TASK DETAILS ▸ Render as a JSON array of strings, one per line and skipping blank lines, the lines in the records below from the one containing "find forearm" through the one containing "849,470 -> 924,597", both included.

EXTRACTED MATERIAL ▸

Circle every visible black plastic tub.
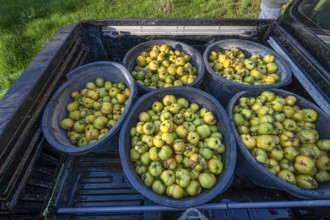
[227,89,330,199]
[203,39,292,106]
[119,87,236,208]
[42,61,137,155]
[123,39,205,96]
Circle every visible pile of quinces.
[208,47,280,85]
[60,78,130,147]
[232,91,330,189]
[132,44,198,89]
[130,95,225,199]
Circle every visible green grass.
[0,0,261,98]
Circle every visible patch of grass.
[0,0,261,98]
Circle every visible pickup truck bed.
[0,19,330,219]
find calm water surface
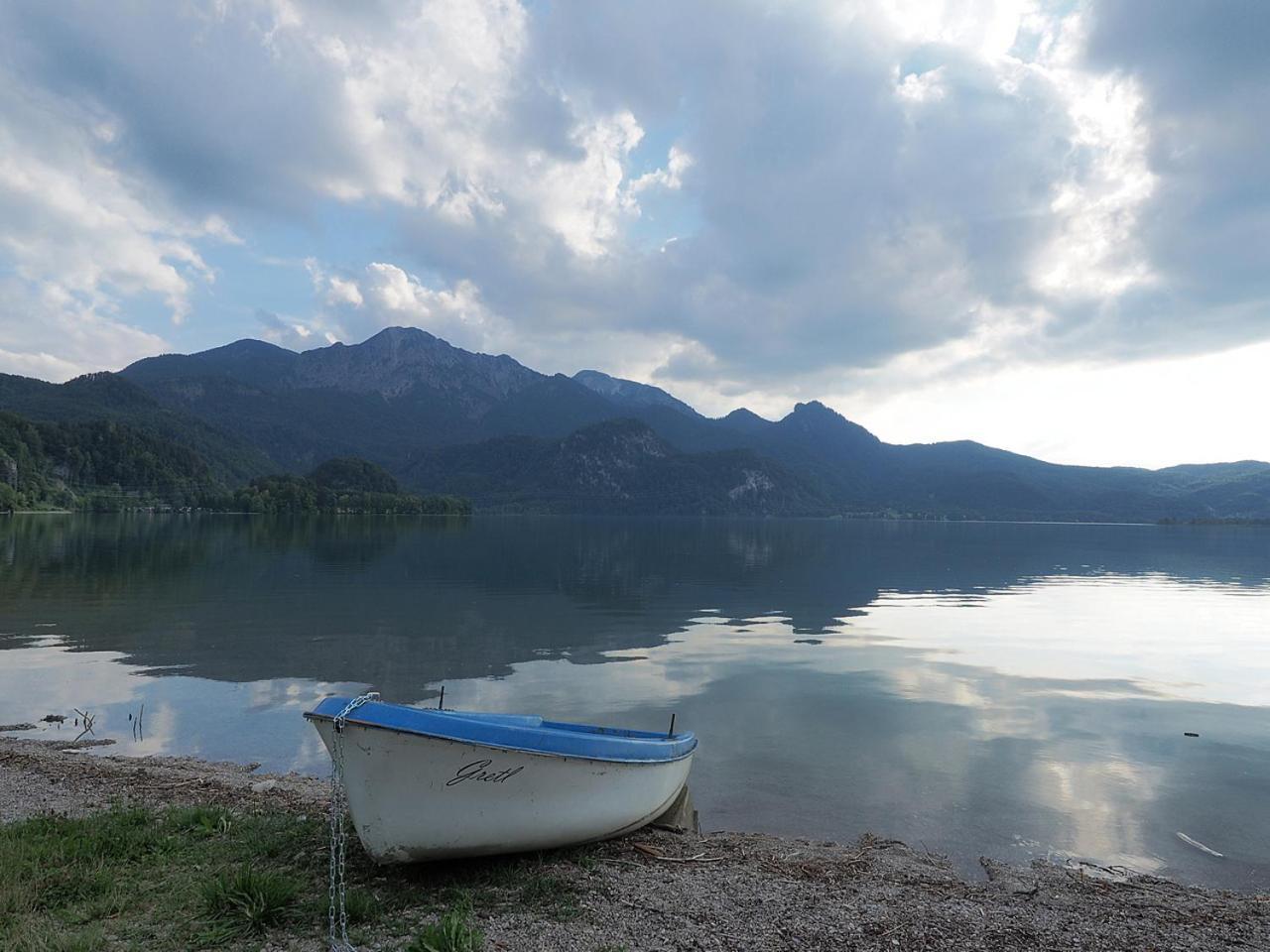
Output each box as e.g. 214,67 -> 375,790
0,516 -> 1270,890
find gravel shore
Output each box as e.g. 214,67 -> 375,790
0,738 -> 1270,952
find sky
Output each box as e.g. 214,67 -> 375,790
0,0 -> 1270,467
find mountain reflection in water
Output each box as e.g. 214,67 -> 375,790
0,517 -> 1270,889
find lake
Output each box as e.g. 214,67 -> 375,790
0,516 -> 1270,890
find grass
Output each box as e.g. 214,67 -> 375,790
0,806 -> 593,952
405,906 -> 485,952
203,863 -> 300,942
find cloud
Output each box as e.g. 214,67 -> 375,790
0,0 -> 1270,454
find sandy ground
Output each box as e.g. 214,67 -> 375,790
0,738 -> 1270,952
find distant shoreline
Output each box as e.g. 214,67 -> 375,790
10,507 -> 1270,528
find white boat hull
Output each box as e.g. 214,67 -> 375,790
314,720 -> 693,863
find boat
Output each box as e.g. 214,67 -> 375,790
305,697 -> 698,863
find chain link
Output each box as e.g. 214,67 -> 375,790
326,692 -> 380,952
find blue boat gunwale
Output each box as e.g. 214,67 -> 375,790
305,697 -> 698,765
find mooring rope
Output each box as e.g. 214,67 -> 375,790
326,692 -> 380,952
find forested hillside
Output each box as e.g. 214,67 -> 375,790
0,327 -> 1270,521
0,412 -> 223,511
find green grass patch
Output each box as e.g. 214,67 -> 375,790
203,863 -> 300,942
405,906 -> 485,952
0,806 -> 585,952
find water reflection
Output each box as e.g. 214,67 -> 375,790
0,518 -> 1270,889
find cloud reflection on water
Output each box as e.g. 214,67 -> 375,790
0,520 -> 1270,888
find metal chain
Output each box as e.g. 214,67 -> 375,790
326,692 -> 380,952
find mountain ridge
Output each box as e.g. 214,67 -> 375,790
0,327 -> 1270,521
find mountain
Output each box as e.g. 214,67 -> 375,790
122,327 -> 613,471
572,371 -> 701,417
0,412 -> 222,512
404,418 -> 829,516
0,373 -> 276,484
0,327 -> 1270,521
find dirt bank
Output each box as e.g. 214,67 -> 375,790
0,738 -> 1270,952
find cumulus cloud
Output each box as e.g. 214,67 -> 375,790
0,0 -> 1270,446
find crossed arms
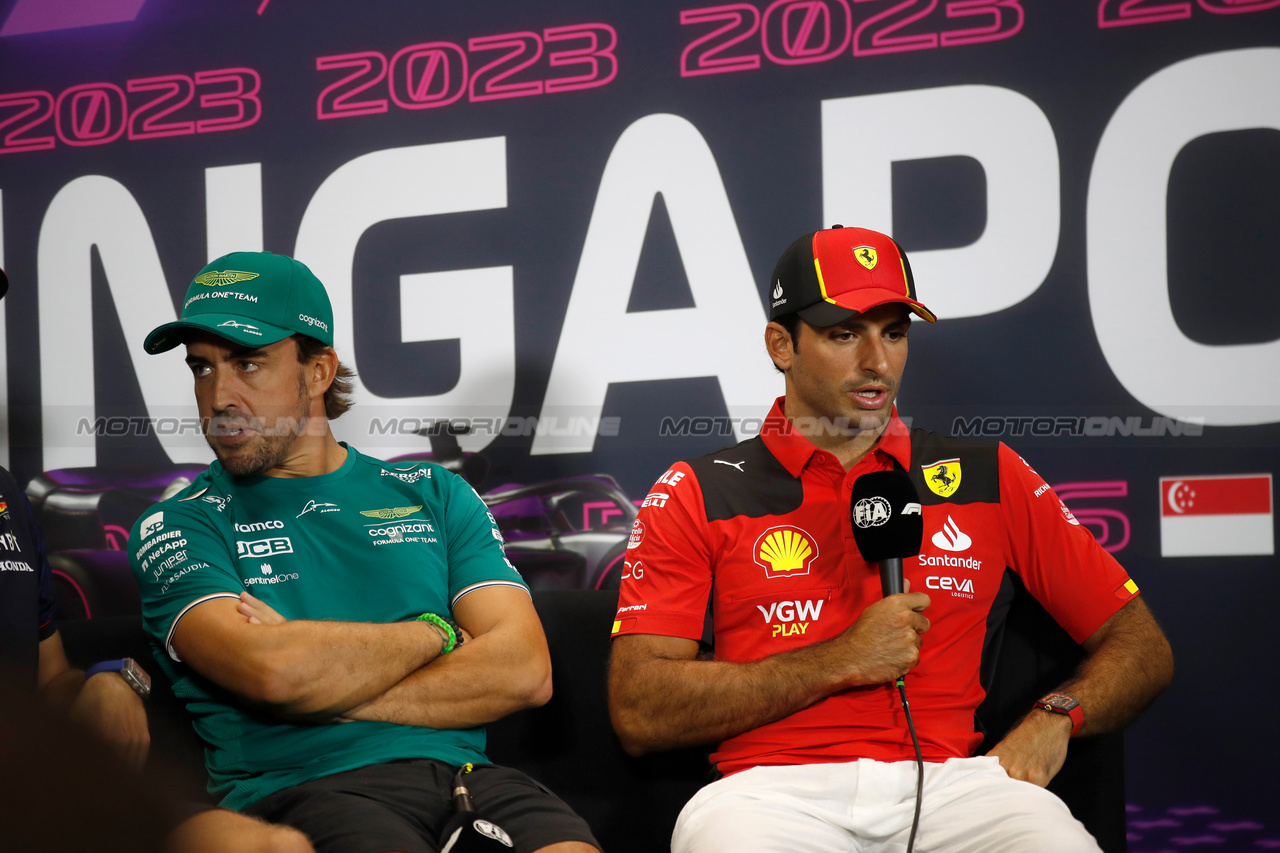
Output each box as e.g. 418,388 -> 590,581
173,587 -> 552,729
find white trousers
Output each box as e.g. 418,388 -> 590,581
671,756 -> 1100,853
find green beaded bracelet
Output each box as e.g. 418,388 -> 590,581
417,613 -> 458,654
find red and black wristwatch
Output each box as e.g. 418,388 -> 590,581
1036,693 -> 1084,738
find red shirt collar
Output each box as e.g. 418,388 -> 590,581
760,397 -> 911,478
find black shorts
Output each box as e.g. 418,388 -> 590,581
244,758 -> 600,853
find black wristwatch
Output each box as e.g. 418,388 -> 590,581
84,657 -> 151,699
1034,693 -> 1084,738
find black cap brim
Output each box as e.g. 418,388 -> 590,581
142,314 -> 296,355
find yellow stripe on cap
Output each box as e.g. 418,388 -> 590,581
813,255 -> 844,307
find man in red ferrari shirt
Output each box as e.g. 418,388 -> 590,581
609,225 -> 1172,853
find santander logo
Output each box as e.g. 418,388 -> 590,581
932,515 -> 973,551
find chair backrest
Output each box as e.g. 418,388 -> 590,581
488,589 -> 710,853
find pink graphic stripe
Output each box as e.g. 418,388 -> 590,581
0,0 -> 147,36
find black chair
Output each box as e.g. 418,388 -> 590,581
60,590 -> 1125,853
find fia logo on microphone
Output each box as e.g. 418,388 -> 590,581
854,496 -> 893,530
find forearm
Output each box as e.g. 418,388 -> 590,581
609,644 -> 844,754
173,599 -> 440,719
1059,598 -> 1174,735
343,631 -> 552,729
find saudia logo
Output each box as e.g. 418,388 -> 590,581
754,526 -> 818,578
196,269 -> 257,287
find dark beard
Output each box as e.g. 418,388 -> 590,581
205,371 -> 311,476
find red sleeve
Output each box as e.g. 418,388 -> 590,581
613,462 -> 712,640
1000,443 -> 1138,643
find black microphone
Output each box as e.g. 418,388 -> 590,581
439,765 -> 515,853
849,470 -> 924,597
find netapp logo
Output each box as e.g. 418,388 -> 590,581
236,535 -> 293,560
236,521 -> 284,533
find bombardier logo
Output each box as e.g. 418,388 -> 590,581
755,598 -> 823,637
932,515 -> 973,551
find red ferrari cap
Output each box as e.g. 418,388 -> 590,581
769,225 -> 937,327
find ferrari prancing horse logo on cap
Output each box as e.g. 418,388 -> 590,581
196,269 -> 259,287
920,459 -> 960,497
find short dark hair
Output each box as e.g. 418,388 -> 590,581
293,334 -> 356,420
773,311 -> 803,373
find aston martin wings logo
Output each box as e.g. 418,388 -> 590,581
196,269 -> 257,287
360,503 -> 422,520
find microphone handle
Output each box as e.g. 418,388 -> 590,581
879,557 -> 902,598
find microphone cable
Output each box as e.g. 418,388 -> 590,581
896,675 -> 924,853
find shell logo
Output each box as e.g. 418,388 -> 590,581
754,525 -> 818,578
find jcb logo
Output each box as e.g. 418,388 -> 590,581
755,599 -> 822,637
236,537 -> 293,560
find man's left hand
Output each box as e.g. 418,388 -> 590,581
987,711 -> 1071,788
72,672 -> 151,770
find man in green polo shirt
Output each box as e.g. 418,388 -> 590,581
129,252 -> 598,853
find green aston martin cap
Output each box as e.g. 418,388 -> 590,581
142,252 -> 333,355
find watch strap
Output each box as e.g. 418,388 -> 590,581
84,657 -> 151,699
1033,693 -> 1084,738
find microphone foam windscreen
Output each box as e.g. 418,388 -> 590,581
849,470 -> 924,562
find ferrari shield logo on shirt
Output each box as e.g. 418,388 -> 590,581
920,459 -> 960,497
754,525 -> 818,578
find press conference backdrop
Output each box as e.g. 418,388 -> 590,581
0,0 -> 1280,835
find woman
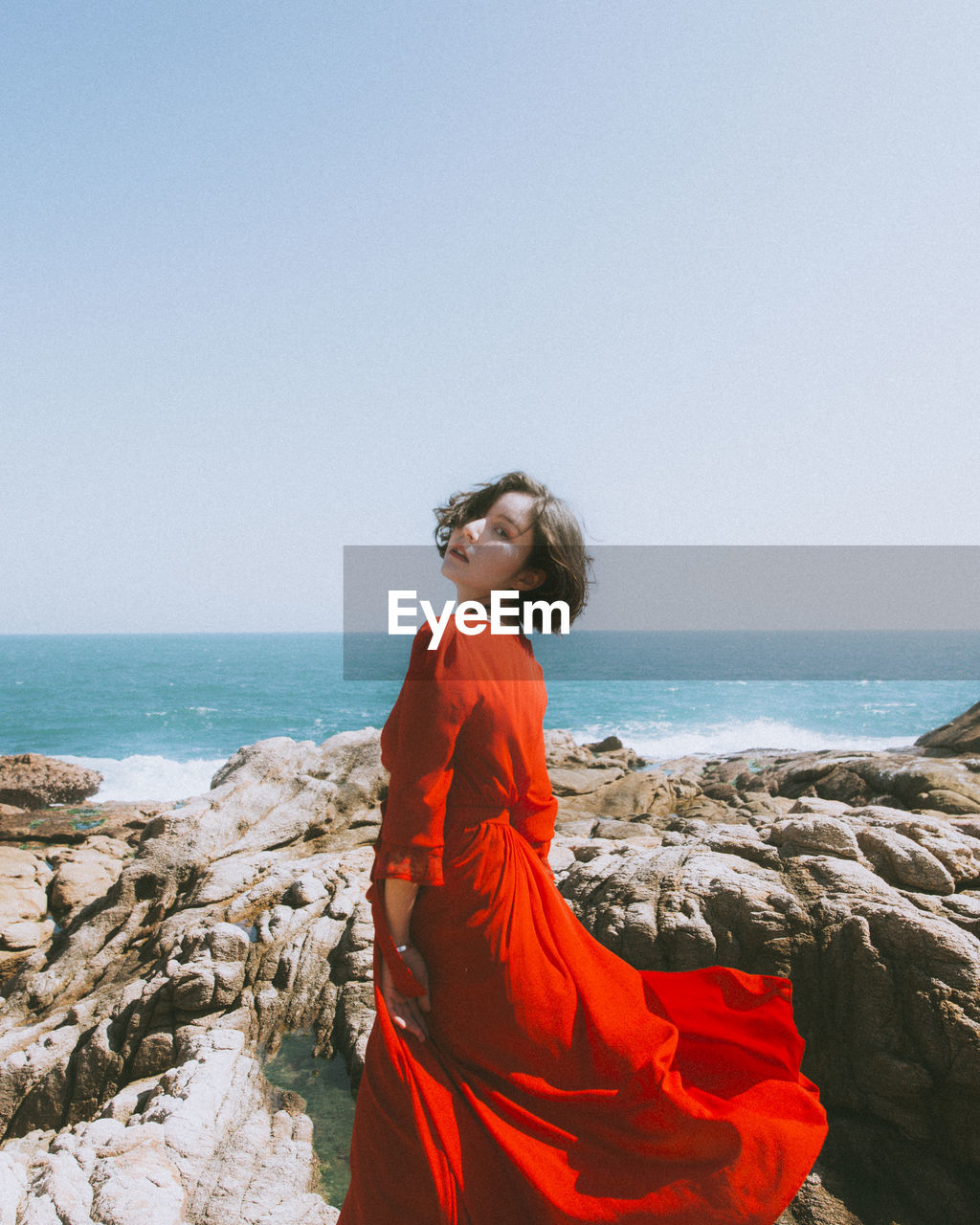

RESULT OF THE EXERCISE ▸
[
  "find forearm",
  "Output each box as e.g. 418,388 -> 590,581",
  "609,644 -> 844,754",
  "173,599 -> 440,719",
  "1059,598 -> 1174,735",
  "343,631 -> 552,729",
  "find saudia logo",
  "Output each box as e.g. 418,388 -> 590,581",
  "754,526 -> 818,578",
  "196,269 -> 257,287",
  "find dark beard",
  "Output each box as e.g. 418,388 -> 590,581",
  "205,371 -> 311,476",
  "find red sleeve",
  "Output each box as e.g. 418,388 -> 590,581",
  "613,462 -> 712,640",
  "1000,443 -> 1138,643",
  "find black microphone",
  "Output each box as e.g. 418,388 -> 590,581",
  "439,765 -> 515,853",
  "849,470 -> 924,597"
]